◆ Record list ◆
* * *

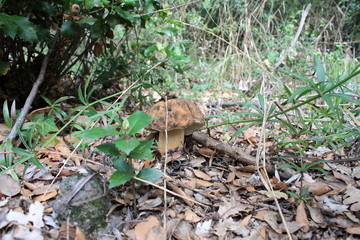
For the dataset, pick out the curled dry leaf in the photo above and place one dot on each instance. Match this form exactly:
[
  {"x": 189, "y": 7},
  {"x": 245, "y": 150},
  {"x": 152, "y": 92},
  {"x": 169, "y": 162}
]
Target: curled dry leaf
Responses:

* * *

◆ Task prompt ◆
Rewrite the rows above, replacing "curled dry leaf" with "brown oak leaf" everywhere it occurs and changing nothing else. Leave the picture out of your version.

◆ Answer to the exercise ◆
For the dataset, pick out the brown oak leaf in the photo above and place one dot on each instance. Match this form exactly:
[
  {"x": 189, "y": 7},
  {"x": 245, "y": 150},
  {"x": 152, "y": 92},
  {"x": 169, "y": 162}
]
Target: brown oak leaf
Responses:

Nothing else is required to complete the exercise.